▶ **PROBLEMS AND TASKS**:
1: In the forum thread, what does Orange_Pekoe say about the family the husband was raised in?
2: Summarize the forum thread in two sentences.
3: Extend the forum thread about the couple's communication after the husband's affair, picking up from its last line.

▶ **EXCERPT PROVIDED**:
◇ ◇ ◇
I was in no way blaming her. I was pointing out that talking about an affair IS difficult to do for the OBVIOUS reason that she IS hurt and has the RIGHT to be hurt. No matter how wrong he is, she shouldn't be so surprised that he doesn't want to open up to her when she believes he is too sensitive and feels attacked all the time. Him shutting down because emotional safety is non existent between them doesn't warrant the accusation that he has no capacity for empathy or emotional closeness. Of course he is wrong to have cheated, but she decided to stay with him. She also needs to be accountable for her part in the breakdown of communication between them, rather than simply complaining how he doesn't feel safe and free communicating with her.


----------



## Orange_Pekoe

Cecezakat said:


> Of course he is wrong to have cheated, but she decided to stay with him. She also needs to be accountable for her part in the breakdown of communication between them, rather than simply complaining how he doesn't feel safe and free communicating with her.


Of course, I agree.
We should always think about our part in marital problems. Even in the case that another person cheats or abuses us - if we stayed with them and rug-swept the issues, that means we took an active part in their mistreatment of us.

My point is only that being afraid of talking to his wife should not prevent him from talking to his wife. Important issues need to be tackled and solved...not ignored. 

Also, she mentioned that he was raised in a family that never talked about issues. It's been ingrained in him. This needs to change if they want a successful marriage. Women like to talk about problems and come to a solution...if our husbands stay quiet, a part of us dies, because it feels like he doesn't care.


----------



## Cecezakat

Orange_Pekoe said:


> Of course, I agree.
> We should always think about our part in marital problems. Even in the case that another person cheats or abuses us - if we stayed with them and rug-swept the issues, that means we took an active part in their mistreatment of us.
◇ ◇ ◇
▶ **PROVIDED INFORMATION**:
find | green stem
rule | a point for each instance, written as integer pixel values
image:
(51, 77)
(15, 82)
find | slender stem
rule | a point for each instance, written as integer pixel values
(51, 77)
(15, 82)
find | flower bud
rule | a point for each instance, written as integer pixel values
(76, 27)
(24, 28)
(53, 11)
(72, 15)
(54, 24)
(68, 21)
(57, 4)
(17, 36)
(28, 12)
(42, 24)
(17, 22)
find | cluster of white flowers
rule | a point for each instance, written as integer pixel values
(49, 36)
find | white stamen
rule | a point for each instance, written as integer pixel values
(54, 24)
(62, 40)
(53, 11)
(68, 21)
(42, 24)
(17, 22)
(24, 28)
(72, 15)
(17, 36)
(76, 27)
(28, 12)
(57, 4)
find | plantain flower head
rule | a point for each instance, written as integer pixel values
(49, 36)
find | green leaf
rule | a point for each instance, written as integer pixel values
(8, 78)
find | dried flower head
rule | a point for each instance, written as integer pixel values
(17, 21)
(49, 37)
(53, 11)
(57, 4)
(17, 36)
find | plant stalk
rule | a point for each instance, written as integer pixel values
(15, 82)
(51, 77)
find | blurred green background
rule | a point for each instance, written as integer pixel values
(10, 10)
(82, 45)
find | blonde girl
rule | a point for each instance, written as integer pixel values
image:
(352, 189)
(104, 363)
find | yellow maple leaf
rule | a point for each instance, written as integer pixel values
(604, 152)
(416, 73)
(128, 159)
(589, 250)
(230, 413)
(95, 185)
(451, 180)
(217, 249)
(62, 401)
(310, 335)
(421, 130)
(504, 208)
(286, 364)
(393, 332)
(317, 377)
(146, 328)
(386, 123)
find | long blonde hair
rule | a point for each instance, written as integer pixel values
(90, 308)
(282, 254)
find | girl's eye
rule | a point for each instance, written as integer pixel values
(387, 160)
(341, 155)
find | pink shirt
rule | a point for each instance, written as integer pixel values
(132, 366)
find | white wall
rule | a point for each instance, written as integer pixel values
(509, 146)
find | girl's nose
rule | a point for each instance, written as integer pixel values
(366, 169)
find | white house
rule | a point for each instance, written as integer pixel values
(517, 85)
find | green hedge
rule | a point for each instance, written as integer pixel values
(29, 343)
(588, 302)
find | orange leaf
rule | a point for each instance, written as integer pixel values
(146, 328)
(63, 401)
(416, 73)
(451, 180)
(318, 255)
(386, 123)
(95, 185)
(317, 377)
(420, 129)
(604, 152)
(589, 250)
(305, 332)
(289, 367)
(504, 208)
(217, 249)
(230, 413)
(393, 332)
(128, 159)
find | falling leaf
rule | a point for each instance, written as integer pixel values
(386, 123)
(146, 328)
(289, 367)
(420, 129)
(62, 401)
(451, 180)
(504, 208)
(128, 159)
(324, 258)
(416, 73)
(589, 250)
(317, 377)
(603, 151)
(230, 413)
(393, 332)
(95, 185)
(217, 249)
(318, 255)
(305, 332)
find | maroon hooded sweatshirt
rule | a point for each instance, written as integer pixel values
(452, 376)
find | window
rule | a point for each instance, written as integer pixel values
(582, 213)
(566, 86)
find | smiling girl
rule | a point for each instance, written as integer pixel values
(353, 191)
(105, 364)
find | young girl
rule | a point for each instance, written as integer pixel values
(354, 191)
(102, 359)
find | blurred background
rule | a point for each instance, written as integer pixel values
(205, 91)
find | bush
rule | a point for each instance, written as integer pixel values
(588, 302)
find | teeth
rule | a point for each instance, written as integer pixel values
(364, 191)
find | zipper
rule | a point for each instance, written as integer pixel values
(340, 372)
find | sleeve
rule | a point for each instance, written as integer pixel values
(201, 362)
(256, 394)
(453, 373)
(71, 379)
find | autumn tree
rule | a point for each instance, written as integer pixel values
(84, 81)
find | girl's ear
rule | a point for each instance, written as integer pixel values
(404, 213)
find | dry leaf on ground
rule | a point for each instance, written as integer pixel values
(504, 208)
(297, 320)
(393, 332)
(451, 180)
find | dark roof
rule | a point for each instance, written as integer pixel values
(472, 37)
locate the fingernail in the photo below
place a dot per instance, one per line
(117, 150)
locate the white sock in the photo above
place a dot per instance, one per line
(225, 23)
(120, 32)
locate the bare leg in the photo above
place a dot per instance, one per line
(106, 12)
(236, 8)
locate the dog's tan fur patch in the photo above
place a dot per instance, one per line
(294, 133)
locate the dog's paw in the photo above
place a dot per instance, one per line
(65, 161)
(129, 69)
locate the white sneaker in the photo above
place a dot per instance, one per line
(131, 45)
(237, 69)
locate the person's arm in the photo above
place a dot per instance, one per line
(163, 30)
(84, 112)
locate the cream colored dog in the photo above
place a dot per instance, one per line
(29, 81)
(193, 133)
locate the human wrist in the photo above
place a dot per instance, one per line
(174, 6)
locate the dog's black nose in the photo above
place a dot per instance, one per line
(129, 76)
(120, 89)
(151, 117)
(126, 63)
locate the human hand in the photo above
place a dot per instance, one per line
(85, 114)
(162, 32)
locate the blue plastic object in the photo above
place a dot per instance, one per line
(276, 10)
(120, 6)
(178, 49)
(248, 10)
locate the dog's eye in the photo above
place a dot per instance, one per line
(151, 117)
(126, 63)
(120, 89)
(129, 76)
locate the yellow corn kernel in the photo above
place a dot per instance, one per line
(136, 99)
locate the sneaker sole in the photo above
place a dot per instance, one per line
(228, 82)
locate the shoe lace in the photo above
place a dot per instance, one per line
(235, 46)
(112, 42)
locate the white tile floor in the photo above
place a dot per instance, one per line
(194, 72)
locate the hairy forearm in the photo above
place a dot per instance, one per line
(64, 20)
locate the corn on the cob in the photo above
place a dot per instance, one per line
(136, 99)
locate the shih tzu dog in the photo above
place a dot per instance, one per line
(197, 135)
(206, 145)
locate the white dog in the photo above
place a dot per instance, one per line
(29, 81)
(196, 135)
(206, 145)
◇ ◇ ◇
▶ **TASK RESPONSES**:
1: It was a family that never talked about issues.

2: Cecezakat says the wife is hurt and has the right to be, but because she chose to stay with her husband after his affair, she must also take responsibility for her part in their breakdown in communication, since he shuts down when there is no emotional safety. Orange_Pekoe agrees that spouses should consider their own part but maintains that his fear of talking to his wife should not stop him, especially since he was raised in a family that never talked about issues.

3:
> 
> My point is only that being afraid of talking to his wife should not prevent him from talking to his wife. Important issues need to be tackled and solved...not ignored.
> 
> Also, she mentioned that he was raised in a family that never talked about issues. It's been ingrained in him. This needs to change if they want a successful marriage. Women like to talk about problems and come to a solution...if our husbands stay quiet, a part of us dies, because it feels like he doesn't care.


You're right. At the same time, how can a couple who has serious communication problems and destroyed emotional safety between them go on to tackle one of the most difficult communication subjects, an affair? I don't see any way that them having that conversation without a professional's help will do any good. Yes, the affair hurt her, but it doesn't mean that she should attack him when he opens up about it. That's not productive, and given her history and his poor communication I think that's what will end up happening. I really think they need to have that conversation under the guidance of a professional who knows how to direct it towards healing and limit it from being a chance to attack each other.


----------



## Orange_Pekoe

Cecezakat said:


> You're right. At the same time, how can a couple who has serious communication problems and destroyed emotional safety between them go on to tackle one of the most difficult communication subjects, an affair? I don't see any way that them having that conversation without a professional's help will do any good. Yes, the affair hurt her, but it doesn't mean that she should attack him when he opens up about it. That's not productive, and given her history and his poor communication I think that's what will end up happening. I really think they need to have that conversation under the guidance of a professional who knows how to direct it towards healing and limit it from being a chance to attack each other.


That's a good question.
My husband and I separated because he "forced" me to live with his family even though it was toxic to our once-loving relationship. I acknowledge my part in it because I decided to marry him, knowing we'd live with my in laws...and didn't leave as soon as I realized it was a toxic living situation.

Our problem was not an affair, but it was equally as hurtful. He got his family to gang up on me and tried to kick me out of the house after an argument we had one day.

He didn't think I'd actually leave, but I did. For a year. To say that we had serious communication problems or destroyed emotional safety is a dire understatement. Everything was destroyed. When we tried to talk about it, his needs would clash with my needs and we'd end up yelling at each other. (I wanted him to move in to an apartment with me but he refused to "leave" his mother and adult siblings.)

But we still communicated. Somehow, sometimes with month-long breaks in between. In person. Through emails. Via phone. He asked me to rug-sweep and pretend it didn't happen...and I refused to do that. I told him that unless we tackle our problems head on, we won't survive as a married couple. It took a year of separation and serving him divorce papers to finally make him realize I was serious.

He's living with me now. He opens up alright. He has to, because the only other option is to permanently lose me and more than half of our daughter's childhood.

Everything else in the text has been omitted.